* **What you have to do**
Give every line of the listing below as a numbered list, skipping any blank lines and leaving out the pictures.

• • • • •

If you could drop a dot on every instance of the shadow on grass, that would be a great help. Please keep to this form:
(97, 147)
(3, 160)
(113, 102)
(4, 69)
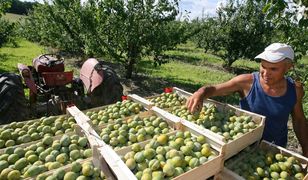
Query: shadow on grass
(145, 86)
(184, 59)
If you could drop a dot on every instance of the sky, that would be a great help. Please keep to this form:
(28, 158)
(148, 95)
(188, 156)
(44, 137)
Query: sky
(197, 8)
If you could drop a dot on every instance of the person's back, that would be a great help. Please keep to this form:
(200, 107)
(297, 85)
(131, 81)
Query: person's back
(275, 108)
(268, 93)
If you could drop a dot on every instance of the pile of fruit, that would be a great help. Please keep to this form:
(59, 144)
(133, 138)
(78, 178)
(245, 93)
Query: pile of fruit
(22, 162)
(118, 110)
(78, 170)
(168, 155)
(261, 164)
(24, 132)
(167, 100)
(226, 124)
(132, 130)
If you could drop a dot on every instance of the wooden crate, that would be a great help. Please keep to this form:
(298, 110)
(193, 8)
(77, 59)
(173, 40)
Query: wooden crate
(236, 145)
(58, 137)
(84, 126)
(267, 146)
(173, 121)
(120, 171)
(32, 121)
(66, 168)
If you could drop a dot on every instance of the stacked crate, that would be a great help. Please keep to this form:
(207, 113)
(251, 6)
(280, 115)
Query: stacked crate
(143, 138)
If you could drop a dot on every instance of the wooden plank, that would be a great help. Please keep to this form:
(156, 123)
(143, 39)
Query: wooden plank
(58, 137)
(66, 168)
(230, 175)
(144, 102)
(118, 167)
(267, 146)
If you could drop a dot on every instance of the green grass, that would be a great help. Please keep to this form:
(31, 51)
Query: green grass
(14, 17)
(24, 53)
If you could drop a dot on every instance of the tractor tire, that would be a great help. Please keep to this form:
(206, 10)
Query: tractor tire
(13, 104)
(110, 91)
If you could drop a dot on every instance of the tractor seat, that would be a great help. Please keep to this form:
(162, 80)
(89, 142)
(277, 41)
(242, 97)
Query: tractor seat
(52, 79)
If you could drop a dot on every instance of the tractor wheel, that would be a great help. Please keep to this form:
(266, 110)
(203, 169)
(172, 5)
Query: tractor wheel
(13, 106)
(110, 91)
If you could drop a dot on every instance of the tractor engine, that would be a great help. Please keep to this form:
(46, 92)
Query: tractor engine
(52, 89)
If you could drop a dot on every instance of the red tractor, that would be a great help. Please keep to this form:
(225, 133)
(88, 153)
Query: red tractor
(52, 89)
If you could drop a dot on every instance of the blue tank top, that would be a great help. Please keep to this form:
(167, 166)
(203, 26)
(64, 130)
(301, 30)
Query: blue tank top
(275, 109)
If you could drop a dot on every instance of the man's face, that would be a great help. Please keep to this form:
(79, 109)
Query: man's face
(272, 73)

• • • • •

* **Problem solution**
1. If you could drop a dot on every instance of the shadow on grass, that would be a great help. Please keep to this form:
2. (97, 147)
3. (3, 160)
4. (113, 102)
5. (4, 69)
6. Query: shadow on grass
7. (145, 86)
8. (184, 59)
9. If you could drop a dot on every instance of the sky, that would be a great help. Please keep to this form:
10. (28, 158)
11. (148, 95)
12. (188, 156)
13. (44, 137)
14. Query: sky
15. (197, 8)
16. If you could drop a dot on every instance of the person's back, that would be a great help. Please keep to this form:
17. (200, 107)
18. (297, 85)
19. (131, 81)
20. Query: person's back
21. (275, 108)
22. (268, 93)
23. If you could drop a dot on every instance of the pile of fruit, that would be a great help. Please keep to this form:
24. (59, 144)
25. (133, 138)
26. (78, 178)
27. (245, 93)
28. Query: pile of fruit
29. (22, 162)
30. (118, 110)
31. (78, 170)
32. (168, 155)
33. (261, 164)
34. (24, 132)
35. (167, 100)
36. (226, 124)
37. (132, 130)
38. If you could drop a dot on every instance of the wooden crate, that would be a great help. Please keep to this form:
39. (298, 110)
40. (193, 8)
41. (77, 59)
42. (173, 40)
43. Query: wooden crate
44. (236, 145)
45. (58, 137)
46. (84, 126)
47. (267, 146)
48. (173, 121)
49. (120, 171)
50. (32, 121)
51. (66, 168)
52. If you could drop a dot on every instance of the stacked crate, that would be a great help. Please keep to this form:
53. (207, 113)
54. (251, 6)
55. (280, 115)
56. Query: stacked crate
57. (143, 138)
58. If you could drop a dot on every instance of the wooden plank, that would be a great help. Please keep to this form:
59. (156, 123)
60. (143, 39)
61. Query: wooden plank
62. (58, 137)
63. (66, 168)
64. (230, 175)
65. (144, 102)
66. (118, 167)
67. (267, 146)
68. If you could drop a dot on every instance of the green grass, that would be a great help. Please keep to this form:
69. (31, 51)
70. Query: green grass
71. (14, 17)
72. (24, 53)
73. If you could drop a dot on every instance of the tractor tire, that would be a great help. Please keep to this form:
74. (206, 10)
75. Query: tractor tire
76. (13, 104)
77. (110, 91)
78. If you could drop a dot on every instance of the tractor seat, that would be a great help. Please keep to this form:
79. (162, 80)
80. (89, 142)
81. (277, 41)
82. (242, 97)
83. Query: tractor seat
84. (52, 79)
85. If you could drop a dot on every instance of the tractor wheel, that would be a great help. Please keep to this form:
86. (266, 110)
87. (203, 169)
88. (172, 5)
89. Query: tractor wheel
90. (13, 106)
91. (110, 91)
92. If you could drop a dot on every instance of the tractor engine, that would be a great help. Please keep to this form:
93. (46, 92)
94. Query: tractor engine
95. (52, 89)
96. If you could drop a dot on every instance of the red tractor, that would be a great help. Please keep to this form:
97. (225, 133)
98. (88, 153)
99. Query: red tractor
100. (52, 89)
101. If you could drop a dot on every instance of the blue tank top, that would be a great help. Please keep to this form:
102. (167, 166)
103. (203, 26)
104. (64, 130)
105. (301, 30)
106. Query: blue tank top
107. (275, 109)
108. If you could drop a dot on every instance of the man's face, that would be a great help. Please keep to this form:
109. (79, 109)
110. Query: man's face
111. (272, 73)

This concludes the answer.